Goal of the exercise
Put every line of the material below into a Markdown table with the columns "Row" and "Line". Number the rows in order and leave out blank lines.

Data entries
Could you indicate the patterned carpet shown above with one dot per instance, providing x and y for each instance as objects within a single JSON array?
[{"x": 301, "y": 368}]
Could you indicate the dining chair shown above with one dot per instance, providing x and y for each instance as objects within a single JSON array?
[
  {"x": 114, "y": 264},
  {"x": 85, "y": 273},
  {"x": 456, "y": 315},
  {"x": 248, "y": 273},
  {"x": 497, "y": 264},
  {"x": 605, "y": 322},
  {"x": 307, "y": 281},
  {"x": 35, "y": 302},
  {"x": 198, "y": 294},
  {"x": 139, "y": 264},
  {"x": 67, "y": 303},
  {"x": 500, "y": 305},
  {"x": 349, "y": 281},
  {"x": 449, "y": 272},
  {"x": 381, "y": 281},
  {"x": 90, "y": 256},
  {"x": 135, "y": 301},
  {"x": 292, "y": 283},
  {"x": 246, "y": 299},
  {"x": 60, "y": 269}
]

Completed task
| Row | Line |
|---|---|
| 1 | Could you indicate the patterned carpet shown above with one dot per instance, providing x and y for each instance as objects within a single JSON array? |
| 2 | [{"x": 301, "y": 368}] |
| 3 | Could you indicate the dining chair shown above with one dot per instance, providing x and y for each instance as objects within a single JSON array? |
| 4 | [ |
| 5 |   {"x": 114, "y": 264}, |
| 6 |   {"x": 85, "y": 273}, |
| 7 |   {"x": 456, "y": 315}, |
| 8 |   {"x": 248, "y": 273}, |
| 9 |   {"x": 497, "y": 264}, |
| 10 |   {"x": 605, "y": 322}, |
| 11 |   {"x": 307, "y": 281}, |
| 12 |   {"x": 35, "y": 302}, |
| 13 |   {"x": 198, "y": 294}, |
| 14 |   {"x": 139, "y": 264}, |
| 15 |   {"x": 67, "y": 303}, |
| 16 |   {"x": 500, "y": 305}, |
| 17 |   {"x": 349, "y": 281}, |
| 18 |   {"x": 449, "y": 272}, |
| 19 |   {"x": 381, "y": 281}, |
| 20 |   {"x": 90, "y": 256}, |
| 21 |   {"x": 135, "y": 301}, |
| 22 |   {"x": 292, "y": 283}, |
| 23 |   {"x": 246, "y": 299}, |
| 24 |   {"x": 60, "y": 269} |
| 25 | ] |